So alpha will be determined by, probably by that. Probably by that, yeah, it involves an inner product, product picking off a component. OK? So the first step is to find the number; the next step is to take that update, delta x is the right multiple of the search direction that I'm coming in with. Then correcting r is easy; I'll come back to that; if I know the change in x, I know the change in r right away. So that's given me, I'm now updated. But now I have to look ahead. What direction am I going to travel next? So the next steps are to find a number beta and then the search direction, which isn't r; it's r again with just one correction. So it's a beautiful set-up formula, beautiful. And I could write, you know, because I know x's and r's, I could write the formulas, and there are different expressions for the same alpha and beta, but this is a very satisfactory one.

OK. Have a look at that cycle just to see what how much work is involved. How much work is involved in that cycle? OK, well, there's a multiplication by a, no surprise. It's that multiplication by a that takes us to the next Krylov space, takes us to the next update. So I see a multiplication by a, and also here, but it's the same multiplication. So I see one multiplication by a. So, easy to list, so each cycle there's one multiplication a times the search direction, and because a is a sparse matrix, the cost there is the number of non-zeros in the matrix. OK. Then, what other computations do you have to do? I see an inner product there, and I'm going to use it again. I guess, and here it is at the next step, so I guess per cycle, I have to do one inner product of r with itself, and I have to do one of these inner products. So I see two inner products, and of course, these are vectors of length 10. so that's 2n multiplications, 2n additions. OK, this was a multiple of n, depending how far sparse a is, this is 2n adds and 2n multiplies for these two inner products. OK. Yeah. I guess you could say take them there.

◆ SUPPLIED DATA:
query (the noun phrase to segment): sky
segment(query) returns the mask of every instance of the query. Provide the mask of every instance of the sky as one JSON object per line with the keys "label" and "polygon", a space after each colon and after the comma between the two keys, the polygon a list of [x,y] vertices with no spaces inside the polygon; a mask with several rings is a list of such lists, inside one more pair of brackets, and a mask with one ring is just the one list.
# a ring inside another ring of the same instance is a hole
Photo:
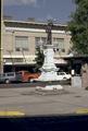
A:
{"label": "sky", "polygon": [[52,19],[59,23],[70,21],[71,12],[75,11],[74,0],[3,0],[3,14],[13,20],[26,21],[35,17],[37,21]]}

◆ TASKS AND EXERCISES:
A - In the lecture excerpt on the conjugate gradient cycle, what sets the cost of multiplying the sparse matrix by the search direction?
B - Extend the lecture excerpt on the work in a conjugate gradient cycle, picking up after its final sentence.

◆ ANSWERS FOR THE TASKS:
A - The number of non-zeros in the matrix.

B -
And then what else do we have to do? Oh, we have these updates, so I have to multiply a vector by that scalar and add, so and again here, I multiply that vector by that scalar and subtract. Oh, and do I have to do it again here? Have I got three? Somehow, I thought I might only have two. Oh, yeah, let me say two or three vector updates. People are much better than I am at spotting the right way to organize those calculations. But that's really a very small price to pay per cycle, and so if it converges quickly, as it normally does, this is going to be a good algorithm. Maybe I'll -- maybe having introduced the question of how quickly does it converge, I should maybe say something about that. So what's the error, after k step? How is it related to the error at the start?

So, I have to first say, what do I mean by this measure of error, and then I have to say what's the -- I hope I see a factor less than 1 to the k power. Yeah, so I'm hoping some factor to the k power will be there, and I sure hope it's less than 1. Let me say what it is. I think -- so this is maybe not the very best estimate, but it shows the main point. It's the square root of lambda max minus the square root of lambda min, divided by the square root of that plus the square root of that. And maybe there's a factor 2 somewhere. So this is one estimate for the convergence factor, and you see what it depends on, I could divide everything by lambda min there, so that I could write that as the square root of the condition number that I'll divide by that minus 1 divided by the square root of the condition number plus 1 to the k power. So the condition number has a part in this error estimate, and I won't derive that, even in the notes, I won't, and other people work out other estimates for the error, it's an interesting problem. And I do have to say that this norm is the natural inner product, ek, ek squared is the inner product of ek with itself, but again with a in the middle. I suppose that a little part of the message here, and on that middle board is that it's just natural to see the matrix a playing a part in the -- it just comes in naturally.

Conjugate gradients brings it in naturally. These formulas are just created so that this will work. OK. So I suppose I'm thinking there's one word I haven't really justified, and that's the word gradient. Why do we call it conjugate gradient. Here I erased conjugate directions I was quite happy with, the directions or the d's, because this is the direction in which we moved from x, so conjugate directions would be just fine, and those words come into this part of numerical mathematics, but where do gradients come in? OK. So, let me say, gradient of what? Well, what is -- so first of all, gradient of what is in these linear problems where ax equal b, those come from the gradient of the energy, so can I say, d of x for the energy, as 1/2x, transpose ax, minus b transpose x? You might say, where did that come from? Normally, we've been talking about linear systems, everything's been in terms of ax equal b, and now suddenly, I'm changing to a different part of mathematics.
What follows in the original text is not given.